* **Excerpted text**:
====================
TRUMP: “Initially speaking, the tests were old, obsolete, and not really prepared. We have a brand-new testing system that we developed very quickly, and that’s your result.” — news briefing on April 6.
TRUMP: “This administration inherited a broken system, a system that was obsolete, a system that didn’t work.” — news briefing on March 30.
THE FACTS: His assertion that he inherited a “broken” and “obsolete” COVID-19 test from the Obama administration is false. The novel coronavirus did not exist until late last year, so there was no test to inherit.
The Centers for Disease Control and Prevention instead struggled to develop its own test for the coronavirus in January, later discovering problems in its kits sent to state and county public health labs in early February.
It took the CDC more than two weeks to come up with a fix to the test kits, leading to delays in diagnoses through February, a critical month when the virus took root in the U.S. Not until Feb. 29 did the Food and Drug Administration decide to allow labs to develop and use their own coronavirus diagnostic tests before the agency reviews them, speeding up the supply. Previously, the FDA had only authorized use of a government test developed by the CDC.
Meantime the U.S. bypassed a test that the World Health Organization quickly made available internationally. Trump has said that test was flawed; it wasn't.
TRUMP: "“We are leading the world now in testing by far.” — news briefing Friday.
TRUMP: "America continues to perform more tests than any other nation in the world. ... Now we’re performing them at a level that nobody has ever seen before.” — news briefing Tuesday.
====================
* **Problems and tasks**:
**A)** From the fact-check on coronavirus testing, render this sentence in Spanish: "The novel coronavirus did not exist until late last year, so there was no test to inherit."
**B)** Carry on the fact-check on coronavirus testing from its final quoted claim, in the same style.
The items are a separate set of material, unrelated to the fact-check on coronavirus testing.
====================
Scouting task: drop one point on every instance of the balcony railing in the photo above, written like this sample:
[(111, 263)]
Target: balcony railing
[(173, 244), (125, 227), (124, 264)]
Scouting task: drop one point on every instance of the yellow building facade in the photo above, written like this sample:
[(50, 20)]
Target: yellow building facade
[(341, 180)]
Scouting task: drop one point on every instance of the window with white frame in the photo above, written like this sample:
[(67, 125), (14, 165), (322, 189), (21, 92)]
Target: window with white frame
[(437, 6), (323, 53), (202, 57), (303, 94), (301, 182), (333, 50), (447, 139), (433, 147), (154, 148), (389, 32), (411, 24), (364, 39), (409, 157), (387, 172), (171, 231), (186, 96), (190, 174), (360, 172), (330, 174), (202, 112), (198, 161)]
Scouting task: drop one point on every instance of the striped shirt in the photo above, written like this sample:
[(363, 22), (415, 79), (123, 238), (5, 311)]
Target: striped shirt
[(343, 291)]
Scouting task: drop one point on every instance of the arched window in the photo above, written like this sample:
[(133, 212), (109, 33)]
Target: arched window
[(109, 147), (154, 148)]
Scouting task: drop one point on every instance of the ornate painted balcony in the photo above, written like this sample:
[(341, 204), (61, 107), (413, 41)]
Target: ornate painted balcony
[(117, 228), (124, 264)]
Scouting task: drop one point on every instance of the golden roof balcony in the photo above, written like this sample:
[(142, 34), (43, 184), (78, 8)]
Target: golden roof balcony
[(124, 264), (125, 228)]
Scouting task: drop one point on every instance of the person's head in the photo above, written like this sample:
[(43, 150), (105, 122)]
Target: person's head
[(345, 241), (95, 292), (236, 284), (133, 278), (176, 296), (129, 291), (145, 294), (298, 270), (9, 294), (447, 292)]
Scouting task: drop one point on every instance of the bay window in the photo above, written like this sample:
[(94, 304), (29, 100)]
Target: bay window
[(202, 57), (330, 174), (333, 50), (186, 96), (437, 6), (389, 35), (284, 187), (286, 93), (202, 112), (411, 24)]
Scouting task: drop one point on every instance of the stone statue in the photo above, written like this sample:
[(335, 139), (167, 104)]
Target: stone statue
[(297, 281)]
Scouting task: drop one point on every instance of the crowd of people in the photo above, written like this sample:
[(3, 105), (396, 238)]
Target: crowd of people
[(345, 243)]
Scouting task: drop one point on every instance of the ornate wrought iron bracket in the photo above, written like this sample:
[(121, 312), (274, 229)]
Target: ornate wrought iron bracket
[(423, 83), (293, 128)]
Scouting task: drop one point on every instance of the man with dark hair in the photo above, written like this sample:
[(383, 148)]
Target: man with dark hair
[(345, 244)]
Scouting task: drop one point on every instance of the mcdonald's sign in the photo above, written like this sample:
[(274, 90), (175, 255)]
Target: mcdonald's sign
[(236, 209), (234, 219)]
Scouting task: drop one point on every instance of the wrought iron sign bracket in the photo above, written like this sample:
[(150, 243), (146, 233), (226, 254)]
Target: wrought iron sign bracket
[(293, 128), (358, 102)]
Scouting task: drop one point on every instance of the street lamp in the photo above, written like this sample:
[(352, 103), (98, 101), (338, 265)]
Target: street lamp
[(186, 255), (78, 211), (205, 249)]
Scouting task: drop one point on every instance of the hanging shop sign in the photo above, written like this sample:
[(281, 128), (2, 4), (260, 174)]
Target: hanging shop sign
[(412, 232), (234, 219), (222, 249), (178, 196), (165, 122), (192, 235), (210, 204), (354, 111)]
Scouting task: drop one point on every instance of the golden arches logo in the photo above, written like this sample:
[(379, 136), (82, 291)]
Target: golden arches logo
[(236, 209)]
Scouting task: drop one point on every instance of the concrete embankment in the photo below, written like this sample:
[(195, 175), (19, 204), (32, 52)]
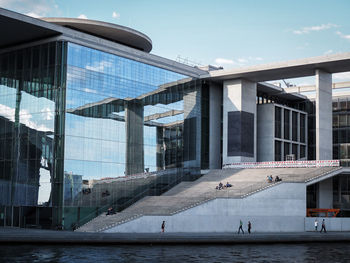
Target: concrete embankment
====================
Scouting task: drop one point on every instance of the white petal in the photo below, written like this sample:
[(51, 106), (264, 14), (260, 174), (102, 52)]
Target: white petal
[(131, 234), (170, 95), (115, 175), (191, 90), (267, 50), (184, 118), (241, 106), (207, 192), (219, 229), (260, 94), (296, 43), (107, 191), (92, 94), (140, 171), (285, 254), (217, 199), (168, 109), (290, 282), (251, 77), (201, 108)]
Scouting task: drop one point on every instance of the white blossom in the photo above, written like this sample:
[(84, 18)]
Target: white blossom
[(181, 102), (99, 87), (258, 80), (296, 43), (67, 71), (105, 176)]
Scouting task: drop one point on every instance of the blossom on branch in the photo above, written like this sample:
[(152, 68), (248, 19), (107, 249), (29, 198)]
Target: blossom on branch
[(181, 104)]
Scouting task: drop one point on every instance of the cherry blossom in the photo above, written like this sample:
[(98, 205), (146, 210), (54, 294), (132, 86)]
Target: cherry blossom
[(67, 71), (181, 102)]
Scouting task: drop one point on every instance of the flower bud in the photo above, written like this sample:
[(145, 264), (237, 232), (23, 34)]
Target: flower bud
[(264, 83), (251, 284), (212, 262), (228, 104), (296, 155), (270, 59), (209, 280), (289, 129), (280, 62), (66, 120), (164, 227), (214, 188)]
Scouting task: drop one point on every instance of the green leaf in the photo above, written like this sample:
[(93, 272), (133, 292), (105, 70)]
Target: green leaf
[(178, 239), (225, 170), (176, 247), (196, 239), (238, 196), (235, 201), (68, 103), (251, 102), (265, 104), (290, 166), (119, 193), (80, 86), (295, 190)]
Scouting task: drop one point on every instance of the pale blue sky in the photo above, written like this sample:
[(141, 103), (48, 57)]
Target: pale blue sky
====================
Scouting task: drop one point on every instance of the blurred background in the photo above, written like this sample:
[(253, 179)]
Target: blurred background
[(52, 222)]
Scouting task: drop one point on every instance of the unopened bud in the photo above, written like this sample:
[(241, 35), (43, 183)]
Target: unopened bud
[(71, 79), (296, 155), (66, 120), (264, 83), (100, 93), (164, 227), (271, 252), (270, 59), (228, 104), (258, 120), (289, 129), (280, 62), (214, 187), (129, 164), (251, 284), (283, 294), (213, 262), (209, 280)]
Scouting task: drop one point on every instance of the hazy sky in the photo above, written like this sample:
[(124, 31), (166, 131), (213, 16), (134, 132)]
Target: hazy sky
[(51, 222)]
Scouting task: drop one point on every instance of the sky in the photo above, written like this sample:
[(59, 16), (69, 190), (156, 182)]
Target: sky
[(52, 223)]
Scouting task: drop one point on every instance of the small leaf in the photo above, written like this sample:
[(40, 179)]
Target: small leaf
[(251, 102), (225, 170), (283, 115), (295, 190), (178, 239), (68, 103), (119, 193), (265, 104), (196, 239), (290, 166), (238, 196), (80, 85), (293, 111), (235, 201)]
====================
* **Written answers**:
**A)** El nuevo coronavirus no existió hasta finales del año pasado, así que no había ninguna prueba que heredar.

**B)**
TRUMP: “Nobody has done more testing. ... If (other countries) did the kind of testing proportionally that we are doing, they’d have many more cases than us.” — briefing on April 6.
THE FACTS: He's wrong to say the U.S. has done more tests “proportionally” than other countries. More broadly, his frequent boasts about testing mask what his own officials have called a failure of the system. The U.S. has notably lagged on this vital front.
As for proportional testing, South Korea is just one of the countries with better testing rates. It also has fewer known cases of COVID-19, both in absolute terms and as a percentage of its population.
One test has been done for every 100 South Koreans, compared with one for every 150 Americans, according to figures in recent days.
Altogether, South Korea has conducted nearly 500,000 tests; the U.S. has conducted over 2.2 million. But South Korea’s population is six times smaller.
The U.S. only recently surpassed South Korea in the total number of tests, even though both countries reported their first confirmed cases on the same day in January.
U.S. testing continues to be constrained by shortages of key supplies, including sampling swabs, and backlogs of unprocessed tests.